Source data:
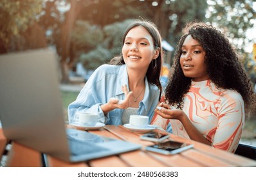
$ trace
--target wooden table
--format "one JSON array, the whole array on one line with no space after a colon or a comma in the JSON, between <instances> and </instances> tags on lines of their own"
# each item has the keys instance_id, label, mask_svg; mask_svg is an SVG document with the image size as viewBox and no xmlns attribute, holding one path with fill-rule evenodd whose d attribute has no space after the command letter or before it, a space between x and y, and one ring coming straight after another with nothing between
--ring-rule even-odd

Objective: Present the lines of the source data above as a numbered list, skipping any blank lines. Omit the picture.

Exercise result:
1. $ trace
2. --target wooden table
3. --format "one JSON array, the whole array on one line with no space after a colon or a comma in the JSON, between <instances> and </instances> tags on lines of their own"
4. # each item has the keys instance_id, label, mask_svg; mask_svg is an SVG document with the image size as viewBox and no xmlns attribute, holding one path with fill-rule evenodd whose d attribute has no space after the command letter or before it, a space between x and y, and one ring coming straight after another with nothing between
5. --ring-rule even-odd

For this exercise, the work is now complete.